**Given request**:
Recast the lines below as a JSON list of strings, one string per line, with blank lines left out. Start at the first line of the rows and stop after the line that contains "[[243, 121], [35, 168]]".

**Listed entries**:
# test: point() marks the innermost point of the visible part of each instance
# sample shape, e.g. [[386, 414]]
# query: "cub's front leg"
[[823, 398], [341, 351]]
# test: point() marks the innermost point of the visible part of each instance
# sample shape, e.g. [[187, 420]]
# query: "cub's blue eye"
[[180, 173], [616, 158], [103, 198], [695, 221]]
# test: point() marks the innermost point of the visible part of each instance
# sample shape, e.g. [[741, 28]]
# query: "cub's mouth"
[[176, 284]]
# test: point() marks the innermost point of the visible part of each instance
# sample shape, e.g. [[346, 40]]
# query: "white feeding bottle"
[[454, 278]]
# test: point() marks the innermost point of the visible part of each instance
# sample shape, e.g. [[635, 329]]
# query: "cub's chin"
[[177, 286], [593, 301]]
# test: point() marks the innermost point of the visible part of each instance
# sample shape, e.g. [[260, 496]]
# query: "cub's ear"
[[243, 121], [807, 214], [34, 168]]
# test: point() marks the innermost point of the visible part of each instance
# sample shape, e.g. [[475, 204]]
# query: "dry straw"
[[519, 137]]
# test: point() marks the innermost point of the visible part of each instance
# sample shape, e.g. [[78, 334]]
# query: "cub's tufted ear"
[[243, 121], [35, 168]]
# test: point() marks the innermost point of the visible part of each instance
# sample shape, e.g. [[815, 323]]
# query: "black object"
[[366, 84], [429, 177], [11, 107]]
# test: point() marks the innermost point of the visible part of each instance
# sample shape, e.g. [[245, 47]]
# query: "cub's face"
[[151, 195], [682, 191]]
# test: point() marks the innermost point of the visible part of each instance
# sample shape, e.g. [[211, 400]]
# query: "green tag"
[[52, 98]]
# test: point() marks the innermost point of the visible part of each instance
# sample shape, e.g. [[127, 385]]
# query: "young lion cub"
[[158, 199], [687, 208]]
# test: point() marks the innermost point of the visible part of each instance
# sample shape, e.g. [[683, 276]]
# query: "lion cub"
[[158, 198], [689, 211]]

**Final result**:
[
  "# test: point() marks the innermost point of the visible part of each instance",
  "# sample shape, e.g. [[386, 414]]",
  "# query: \"cub's front leg\"",
  "[[823, 398], [341, 351]]",
  "# test: point() marks the innermost point of the visible part of each instance",
  "# sample shape, e.g. [[187, 420]]",
  "# query: \"cub's blue eye\"",
  "[[180, 173], [616, 158], [103, 198], [695, 221]]",
  "# test: point() marks the innermost point of the visible part of each instance",
  "# sample shape, e.g. [[741, 28]]",
  "# query: \"cub's mouth\"",
  "[[176, 284]]",
  "# test: point() marks the innermost point of the visible part of each instance",
  "# sample shape, e.g. [[346, 40]]",
  "# query: \"white feeding bottle\"",
  "[[454, 278]]",
  "# test: point() marks the innermost point of the visible part of each instance",
  "# sample shape, e.g. [[635, 329]]",
  "# query: \"cub's chin\"",
  "[[177, 286], [593, 301]]",
  "# test: point() marks the innermost point of the visible part of each instance",
  "# sample shape, e.g. [[260, 496]]",
  "# query: \"cub's ear\"",
  "[[243, 121], [807, 214], [34, 168]]",
  "# test: point() marks the innermost point of the visible part of each instance",
  "# sample shape, e.g. [[475, 204]]",
  "# query: \"dry straw\"",
  "[[519, 137]]",
  "# test: point() marks the innermost point of the visible part of each instance",
  "# sample shape, e.g. [[78, 334]]",
  "# query: \"cub's tufted ear\"",
  "[[243, 121], [35, 168]]"
]